Written problem:
Reproduce all of the data below, swapping every "pick out" for "mark" and keeping everything else the same.
►
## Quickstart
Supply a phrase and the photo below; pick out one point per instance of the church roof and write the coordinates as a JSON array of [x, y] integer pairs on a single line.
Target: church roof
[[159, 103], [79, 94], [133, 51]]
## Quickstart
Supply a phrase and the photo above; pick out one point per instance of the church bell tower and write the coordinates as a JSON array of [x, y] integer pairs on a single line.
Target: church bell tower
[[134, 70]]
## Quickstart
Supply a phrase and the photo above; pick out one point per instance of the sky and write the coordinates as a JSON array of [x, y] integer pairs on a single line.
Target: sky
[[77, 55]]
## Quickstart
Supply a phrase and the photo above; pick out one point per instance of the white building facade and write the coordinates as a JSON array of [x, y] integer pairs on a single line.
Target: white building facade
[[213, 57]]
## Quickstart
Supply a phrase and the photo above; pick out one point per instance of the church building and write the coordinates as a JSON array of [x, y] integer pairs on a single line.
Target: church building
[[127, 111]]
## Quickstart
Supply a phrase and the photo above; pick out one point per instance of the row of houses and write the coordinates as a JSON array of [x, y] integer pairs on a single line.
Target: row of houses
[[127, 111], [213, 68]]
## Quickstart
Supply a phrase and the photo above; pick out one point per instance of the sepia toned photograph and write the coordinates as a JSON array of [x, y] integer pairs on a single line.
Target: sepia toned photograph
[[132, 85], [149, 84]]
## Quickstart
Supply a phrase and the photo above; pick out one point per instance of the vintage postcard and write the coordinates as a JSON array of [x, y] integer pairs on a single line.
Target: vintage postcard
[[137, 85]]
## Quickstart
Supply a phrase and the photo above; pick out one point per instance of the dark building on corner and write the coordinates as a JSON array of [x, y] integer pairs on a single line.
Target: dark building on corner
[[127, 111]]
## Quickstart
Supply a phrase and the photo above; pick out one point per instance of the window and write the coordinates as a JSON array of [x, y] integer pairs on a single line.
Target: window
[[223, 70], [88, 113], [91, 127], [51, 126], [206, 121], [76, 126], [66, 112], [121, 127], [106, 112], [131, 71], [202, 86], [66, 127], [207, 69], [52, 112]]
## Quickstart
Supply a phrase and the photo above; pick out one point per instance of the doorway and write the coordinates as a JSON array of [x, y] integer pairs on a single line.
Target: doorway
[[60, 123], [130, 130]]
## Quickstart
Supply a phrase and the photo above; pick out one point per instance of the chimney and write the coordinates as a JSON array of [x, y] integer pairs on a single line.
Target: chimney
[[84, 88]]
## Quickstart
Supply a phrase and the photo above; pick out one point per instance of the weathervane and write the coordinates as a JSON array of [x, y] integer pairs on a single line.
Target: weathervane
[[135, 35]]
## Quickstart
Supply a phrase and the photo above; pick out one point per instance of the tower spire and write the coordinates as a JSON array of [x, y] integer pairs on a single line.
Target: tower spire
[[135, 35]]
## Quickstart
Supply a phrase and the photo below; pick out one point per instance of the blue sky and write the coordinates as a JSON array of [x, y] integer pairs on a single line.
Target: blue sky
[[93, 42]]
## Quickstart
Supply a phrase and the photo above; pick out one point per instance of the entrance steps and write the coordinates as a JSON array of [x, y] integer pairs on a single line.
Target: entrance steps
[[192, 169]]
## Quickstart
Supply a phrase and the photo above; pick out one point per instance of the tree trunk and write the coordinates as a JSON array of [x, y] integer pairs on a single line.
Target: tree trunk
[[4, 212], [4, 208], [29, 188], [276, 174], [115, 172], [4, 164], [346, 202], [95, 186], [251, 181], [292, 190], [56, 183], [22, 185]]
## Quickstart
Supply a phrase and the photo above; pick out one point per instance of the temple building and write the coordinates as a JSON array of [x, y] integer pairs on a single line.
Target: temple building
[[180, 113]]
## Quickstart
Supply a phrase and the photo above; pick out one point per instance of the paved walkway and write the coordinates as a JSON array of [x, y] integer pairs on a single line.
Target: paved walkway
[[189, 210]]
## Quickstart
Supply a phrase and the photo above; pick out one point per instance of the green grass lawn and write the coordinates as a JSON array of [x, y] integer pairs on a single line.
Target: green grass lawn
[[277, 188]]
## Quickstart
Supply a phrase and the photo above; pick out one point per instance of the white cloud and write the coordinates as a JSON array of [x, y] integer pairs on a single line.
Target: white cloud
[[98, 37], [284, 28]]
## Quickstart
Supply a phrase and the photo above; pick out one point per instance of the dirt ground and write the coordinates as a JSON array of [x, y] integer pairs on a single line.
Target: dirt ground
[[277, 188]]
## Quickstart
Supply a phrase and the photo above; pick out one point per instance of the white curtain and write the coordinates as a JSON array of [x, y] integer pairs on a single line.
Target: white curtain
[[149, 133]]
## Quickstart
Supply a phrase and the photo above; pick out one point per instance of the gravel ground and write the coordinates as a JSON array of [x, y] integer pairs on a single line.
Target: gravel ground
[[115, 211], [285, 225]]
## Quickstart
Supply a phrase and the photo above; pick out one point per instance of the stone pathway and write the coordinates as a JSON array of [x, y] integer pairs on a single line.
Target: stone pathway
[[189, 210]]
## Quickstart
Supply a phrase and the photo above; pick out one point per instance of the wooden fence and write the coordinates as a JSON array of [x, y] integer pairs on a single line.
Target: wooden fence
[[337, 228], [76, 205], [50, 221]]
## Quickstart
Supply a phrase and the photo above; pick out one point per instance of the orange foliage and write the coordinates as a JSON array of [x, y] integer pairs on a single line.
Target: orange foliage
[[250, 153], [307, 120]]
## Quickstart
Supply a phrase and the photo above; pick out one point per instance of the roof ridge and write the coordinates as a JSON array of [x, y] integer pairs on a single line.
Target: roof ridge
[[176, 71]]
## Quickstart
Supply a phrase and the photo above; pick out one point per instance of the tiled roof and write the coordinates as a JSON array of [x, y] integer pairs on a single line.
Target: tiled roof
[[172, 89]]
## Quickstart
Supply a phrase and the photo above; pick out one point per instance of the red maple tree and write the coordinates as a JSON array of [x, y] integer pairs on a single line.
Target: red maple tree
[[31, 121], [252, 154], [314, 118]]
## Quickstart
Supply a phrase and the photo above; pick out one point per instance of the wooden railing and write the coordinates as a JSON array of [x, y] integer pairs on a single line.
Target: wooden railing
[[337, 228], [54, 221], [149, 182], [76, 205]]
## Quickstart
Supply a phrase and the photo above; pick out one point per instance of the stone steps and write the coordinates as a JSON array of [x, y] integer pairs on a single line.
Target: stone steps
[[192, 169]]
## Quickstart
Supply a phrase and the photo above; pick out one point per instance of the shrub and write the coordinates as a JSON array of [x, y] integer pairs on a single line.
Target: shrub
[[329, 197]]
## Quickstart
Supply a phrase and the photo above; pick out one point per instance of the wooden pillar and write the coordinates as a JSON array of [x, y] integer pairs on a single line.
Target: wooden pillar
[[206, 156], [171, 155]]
◄
Task output:
## Quickstart
Supply a phrase and the photo below; mark one point per instance of the church roof and write the coordinates as a JSON array of [x, y] integer pairs on a single line.
Target: church roof
[[159, 103], [79, 94], [133, 51]]
## Quickstart
Supply a phrase and the photo above; mark one point per instance of the church bell tower and write the coordinates as a JSON array of [x, y] integer pairs on a single line.
Target: church bell tower
[[134, 70]]
## Quickstart
Supply a phrase and the photo above; mark one point per instance of the sky and write the coordinates as a JSON array of [x, y] integer pairs on a single line.
Target: sky
[[77, 55]]
## Quickstart
Supply a phrase and the photo above; mark one point per instance of the white building facade and write the coordinates as a JSON array of [x, y] integer pairs on a single line.
Target: white building facade
[[213, 57]]
## Quickstart
Supply a phrase and the photo above; mark one point per instance of the church building and write the coordinates as a JSON array of [x, y] integer pairs on a single line.
Target: church building
[[127, 111]]
## Quickstart
Supply a phrase and the photo above; mark one point per instance of the row of houses and write the coordinates as a JSON array of [x, y] integer pairs on a single line.
Target: row of houses
[[127, 111], [213, 68]]
## Quickstart
Supply a phrase and the photo above; mark one point per instance of the sepia toned photograph and write the coordinates as a JSON array of [x, y] integer pairs on a single line.
Target: sepia toned photograph
[[132, 85], [149, 84]]
## Quickstart
Supply a phrase and the photo above; mark one point per instance of the vintage postcard and write the coordinates as a JSON array of [x, y] integer pairs on a single line.
Target: vintage postcard
[[137, 85]]
## Quickstart
Supply a phrase and the photo above; mark one point per instance of the dark building on corner and write the coordinates as a JSON array of [x, y] integer pairs on a single line.
Target: dark building on corner
[[127, 111]]
## Quickstart
Supply a phrase and the photo above; mark one point per instance of the window and write the coordinates as a JSON array of [x, y] integer pairs on a single line.
Target: window
[[223, 70], [88, 113], [91, 127], [51, 126], [206, 121], [76, 126], [66, 112], [121, 127], [106, 112], [131, 71], [202, 86], [66, 127], [207, 69], [52, 112]]
## Quickstart
Supply a phrase and the photo above; mark one point per instance of the doorway and write the coordinates as a JSON array of [x, y] integer pairs on a single line.
Target: doorway
[[60, 123], [130, 130]]
## Quickstart
Supply a phrase and the photo above; mark one point per instance of the chimney and write the coordinates as a JSON array of [x, y] integer pairs on a single line.
Target: chimney
[[84, 88]]
## Quickstart
Supply a phrase and the photo above; mark one point per instance of the weathervane and write the coordinates as a JSON array of [x, y] integer pairs on a single line.
Target: weathervane
[[135, 35]]
## Quickstart
Supply a phrase and the photo above; mark one point per instance of the tower spire and write the coordinates as a JSON array of [x, y] integer pairs on a single line.
Target: tower spire
[[135, 35]]
## Quickstart
Supply a phrase and the photo below; mark one point per instance of the blue sky and write the coordinates as a JSON array of [x, y] integer pairs on a single line.
Target: blue sky
[[93, 42]]
## Quickstart
Supply a phrase and the photo above; mark one point per instance of the entrance steps and write the coordinates as a JSON array of [x, y] integer pairs on a single line.
Target: entrance steps
[[192, 169]]
## Quickstart
Supply a phrase and the photo above; mark one point per instance of the tree trunk and write the coordinates as a JSON array of [x, y] integer pairs on a single line.
Target: tree trunk
[[4, 212], [4, 208], [29, 188], [276, 174], [115, 172], [4, 164], [346, 202], [95, 186], [251, 181], [292, 190], [56, 183], [22, 185]]
## Quickstart
Supply a phrase and the photo above; mark one point per instance of the temple building and write the coordinates as a JSON array of [x, y] integer pairs on a single line.
Target: temple building
[[180, 113]]
## Quickstart
Supply a phrase and the photo above; mark one point per instance of the paved walkway and write the coordinates as a JSON array of [x, y] integer pairs on a single line.
Target: paved walkway
[[189, 210]]
## Quickstart
Supply a phrase and the photo above; mark one point per instance of the green grass lawn and write the coordinates as a JSON array of [x, y] integer pairs on a single line.
Target: green grass lawn
[[277, 188]]
## Quickstart
Supply a phrase and the photo above; mark one point per instance of the white cloud and write the coordinates as a JSON array of [x, y] integer pairs on a single line.
Target: white cloud
[[98, 37], [284, 28]]
## Quickstart
Supply a phrase and the photo above; mark one point per instance of the dirt ground and write the coordinates as a JSON array of [x, y] integer pairs on a single line.
Target: dirt ground
[[277, 188]]
## Quickstart
Supply a phrase and the photo above; mark one point per instance of the white curtain and write the coordinates as a JSON array of [x, y] integer pairs on a single line.
Target: white curtain
[[149, 133]]
## Quickstart
Supply a phrase and the photo above; mark one point per instance of the gravel ground and write the coordinates as a JSON array of [x, y] integer pairs on a single line.
Target: gravel ground
[[115, 211], [285, 225]]
## Quickstart
Supply a phrase and the photo above; mark one point per instance of the stone pathway and write the coordinates as a JSON array of [x, y] integer pairs on a single line.
Target: stone pathway
[[189, 210]]
## Quickstart
Supply a phrase and the photo above; mark one point per instance of the wooden fence and write the coordinates as a JSON array of [x, y] integer pairs on a single line.
Target: wooden fence
[[337, 228], [76, 205], [50, 221]]
## Quickstart
Supply a phrase and the photo above; mark one point per instance of the orange foliage and write the coordinates as a JSON array of [x, y] integer pairs on a single line.
Target: orange foliage
[[250, 153], [307, 120]]
## Quickstart
Supply a phrase and the photo above; mark one point per instance of the roof ridge and write the coordinates as a JSON array of [x, y] integer pairs on a single line.
Target: roof ridge
[[176, 71]]
## Quickstart
Supply a phrase and the photo above; mark one point per instance of the tiled roof and write the coordinates as a JSON array of [x, y] integer pairs on a single line.
Target: tiled roof
[[172, 89]]
## Quickstart
Supply a phrase and the photo above; mark one point per instance of the red maple tree and write the coordinates as a JSON array of [x, y] integer pairs on a single line.
Target: red maple tree
[[31, 121], [252, 154], [314, 118]]
## Quickstart
Supply a phrase and the photo above; mark one point per instance of the wooden railing and write the coordinates as a JSON array of [x, y] integer pairs on a single line.
Target: wooden railing
[[337, 228], [54, 221], [149, 182], [76, 205]]
## Quickstart
Supply a phrase and the photo above; mark one point per instance of the stone steps and write the coordinates as a JSON array of [x, y] integer pairs on a single line.
Target: stone steps
[[192, 169]]
## Quickstart
Supply a phrase and the photo above; mark one point per instance of the shrub and write the coordinates as a JSON array of [x, y] integer pairs on a single line.
Target: shrub
[[329, 197]]
## Quickstart
Supply a phrase and the photo above; mark one point per instance of the wooden pillar and write the coordinates as a JSON array of [x, y] integer pairs on a single line.
Target: wooden pillar
[[206, 156], [171, 155]]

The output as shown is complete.